ACTIVITY:
What's needed: every entry, printed exactly, minus the images.

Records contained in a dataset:
--------------------
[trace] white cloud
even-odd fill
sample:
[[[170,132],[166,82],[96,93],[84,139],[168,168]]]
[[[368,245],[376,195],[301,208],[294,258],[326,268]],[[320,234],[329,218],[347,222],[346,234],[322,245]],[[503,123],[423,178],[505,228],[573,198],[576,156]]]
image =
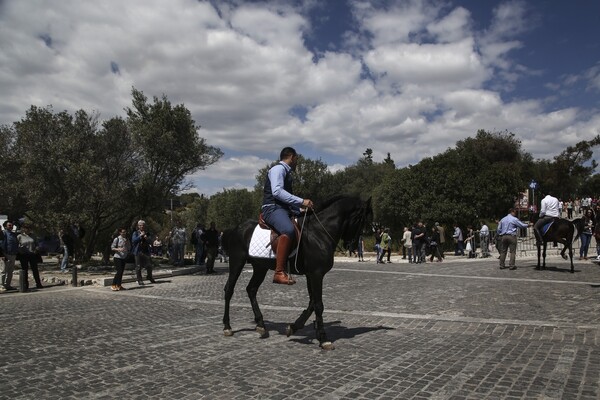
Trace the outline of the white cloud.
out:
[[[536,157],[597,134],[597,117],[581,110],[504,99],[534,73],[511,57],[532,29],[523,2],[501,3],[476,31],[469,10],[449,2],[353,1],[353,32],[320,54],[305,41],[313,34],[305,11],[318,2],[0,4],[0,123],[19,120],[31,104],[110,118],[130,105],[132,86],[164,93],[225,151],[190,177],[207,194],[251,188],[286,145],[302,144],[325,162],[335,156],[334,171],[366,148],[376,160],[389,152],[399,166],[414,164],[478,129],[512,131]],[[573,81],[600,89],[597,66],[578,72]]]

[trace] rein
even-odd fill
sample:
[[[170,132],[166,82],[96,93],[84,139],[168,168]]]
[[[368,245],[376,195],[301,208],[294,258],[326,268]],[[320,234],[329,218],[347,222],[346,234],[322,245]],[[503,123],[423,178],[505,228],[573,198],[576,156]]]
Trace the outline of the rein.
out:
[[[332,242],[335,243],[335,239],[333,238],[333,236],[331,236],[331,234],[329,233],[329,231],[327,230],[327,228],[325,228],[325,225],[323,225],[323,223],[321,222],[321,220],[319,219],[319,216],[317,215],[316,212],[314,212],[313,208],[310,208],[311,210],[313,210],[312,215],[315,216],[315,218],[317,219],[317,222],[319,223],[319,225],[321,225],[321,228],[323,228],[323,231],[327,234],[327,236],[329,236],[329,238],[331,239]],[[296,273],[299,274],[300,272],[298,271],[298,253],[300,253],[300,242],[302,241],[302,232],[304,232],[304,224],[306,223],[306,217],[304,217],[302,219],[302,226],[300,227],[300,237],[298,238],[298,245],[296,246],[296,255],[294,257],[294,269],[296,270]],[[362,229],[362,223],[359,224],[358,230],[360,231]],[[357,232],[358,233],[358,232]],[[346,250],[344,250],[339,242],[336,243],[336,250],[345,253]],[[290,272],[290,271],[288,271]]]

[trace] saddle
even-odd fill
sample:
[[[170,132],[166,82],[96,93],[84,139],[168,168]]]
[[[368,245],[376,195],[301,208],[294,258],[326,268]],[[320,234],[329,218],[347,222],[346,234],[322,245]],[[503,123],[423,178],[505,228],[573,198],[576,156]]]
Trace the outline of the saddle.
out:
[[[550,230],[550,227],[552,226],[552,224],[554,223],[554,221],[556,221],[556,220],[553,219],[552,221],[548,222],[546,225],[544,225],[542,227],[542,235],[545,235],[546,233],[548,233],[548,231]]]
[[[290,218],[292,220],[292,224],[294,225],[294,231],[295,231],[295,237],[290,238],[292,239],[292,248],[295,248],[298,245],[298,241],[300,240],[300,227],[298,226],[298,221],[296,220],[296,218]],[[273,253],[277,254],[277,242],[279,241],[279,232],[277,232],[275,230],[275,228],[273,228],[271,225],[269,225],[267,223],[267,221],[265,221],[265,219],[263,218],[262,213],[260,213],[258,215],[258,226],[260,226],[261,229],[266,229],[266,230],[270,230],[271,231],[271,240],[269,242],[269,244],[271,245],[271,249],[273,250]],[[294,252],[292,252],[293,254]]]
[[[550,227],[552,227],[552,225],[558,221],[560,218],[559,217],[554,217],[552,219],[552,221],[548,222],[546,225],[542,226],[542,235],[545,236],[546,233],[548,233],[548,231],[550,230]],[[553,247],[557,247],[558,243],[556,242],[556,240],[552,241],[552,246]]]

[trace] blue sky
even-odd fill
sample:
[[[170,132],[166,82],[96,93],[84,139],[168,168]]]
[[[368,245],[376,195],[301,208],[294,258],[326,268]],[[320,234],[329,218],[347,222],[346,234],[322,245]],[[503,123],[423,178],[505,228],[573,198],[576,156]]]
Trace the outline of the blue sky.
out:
--------------------
OUTPUT OF THE EXERCISE:
[trace] white cloud
even-odd fill
sample:
[[[170,132],[166,82],[96,93],[84,139],[168,168]]]
[[[368,245],[376,195],[301,208],[294,258],[326,268]],[[320,234],[329,218],[347,222],[346,234],[322,245]],[[503,123],[423,178],[505,228],[573,198],[576,156]]]
image =
Trace the outline of the white cloud.
out:
[[[536,157],[597,134],[597,117],[581,110],[504,99],[534,73],[511,57],[532,29],[523,2],[501,3],[476,31],[469,10],[449,2],[353,1],[353,32],[320,54],[305,41],[313,34],[305,11],[318,2],[0,4],[0,123],[19,120],[31,104],[110,118],[130,105],[132,86],[164,93],[225,151],[190,177],[207,194],[251,188],[286,145],[302,144],[325,162],[335,156],[334,171],[366,148],[376,160],[389,152],[399,166],[414,164],[478,129],[512,131]],[[573,81],[600,89],[597,66],[578,72]]]

[trace] rein
even-odd fill
sample:
[[[170,132],[166,82],[96,93],[84,139],[168,168]]]
[[[368,245],[376,195],[301,208],[294,258],[326,268]],[[320,234],[329,218],[347,222],[346,234],[322,245]],[[503,123],[423,178],[505,228],[573,198],[576,156]]]
Trace the outline of the rein.
out:
[[[332,242],[335,243],[335,239],[333,238],[333,236],[331,236],[331,234],[329,233],[329,231],[327,230],[327,228],[325,228],[325,225],[323,225],[323,223],[321,222],[321,220],[319,219],[319,216],[317,215],[316,212],[314,212],[313,208],[310,208],[311,210],[313,210],[312,215],[315,216],[315,218],[317,219],[317,222],[319,223],[319,225],[321,225],[321,228],[323,228],[323,231],[327,234],[327,236],[329,236],[329,238],[331,239]],[[296,273],[299,274],[300,272],[298,271],[298,253],[300,253],[300,242],[302,241],[302,232],[304,232],[304,224],[306,223],[306,217],[304,217],[302,219],[302,226],[300,227],[300,237],[298,238],[298,245],[296,246],[296,255],[294,257],[294,269],[296,270]],[[362,229],[362,223],[359,224],[358,230],[360,231]],[[357,232],[358,233],[358,232]],[[346,250],[344,250],[339,242],[336,243],[336,250],[345,253]],[[290,272],[290,271],[288,271]]]

[trace] saddle
even-odd fill
sample:
[[[170,132],[166,82],[96,93],[84,139],[168,168]]]
[[[368,245],[376,195],[301,208],[294,258],[326,268]],[[320,234],[329,218],[347,222],[346,234],[322,245]],[[503,123],[423,178],[505,228],[573,198],[576,156]]]
Trace the outline of the saddle.
out:
[[[550,230],[550,227],[552,226],[552,224],[554,223],[554,221],[556,221],[556,220],[553,219],[552,221],[548,222],[546,225],[544,225],[542,227],[542,235],[545,235],[546,233],[548,233],[548,231]]]
[[[290,218],[292,220],[292,224],[294,225],[294,231],[295,231],[295,237],[290,238],[292,239],[292,248],[295,248],[298,245],[298,241],[300,240],[300,227],[298,226],[298,221],[296,220],[296,218]],[[273,253],[277,254],[277,242],[279,241],[279,232],[277,232],[275,230],[275,228],[273,228],[271,225],[269,225],[267,223],[267,221],[265,221],[265,219],[263,218],[262,213],[260,213],[258,215],[258,226],[260,226],[261,229],[266,229],[266,230],[270,230],[271,231],[271,240],[269,242],[269,244],[271,245],[271,249],[273,250]],[[294,252],[292,252],[293,254]]]
[[[550,227],[552,227],[552,225],[558,221],[560,218],[559,217],[554,217],[552,219],[552,221],[548,222],[546,225],[542,226],[542,235],[545,236],[546,233],[548,233],[548,231],[550,230]],[[553,247],[557,247],[558,243],[556,242],[556,240],[552,241],[552,246]]]

[trace] blue sky
even-odd fill
sample:
[[[170,132],[166,82],[96,93],[84,139],[168,168]]]
[[[368,245],[376,195],[301,208],[294,258],[326,268]],[[320,234],[329,218],[347,222],[346,234],[322,245]],[[503,123],[423,178],[505,228],[573,198],[576,156]]]
Trace the outline of the blue sky.
out:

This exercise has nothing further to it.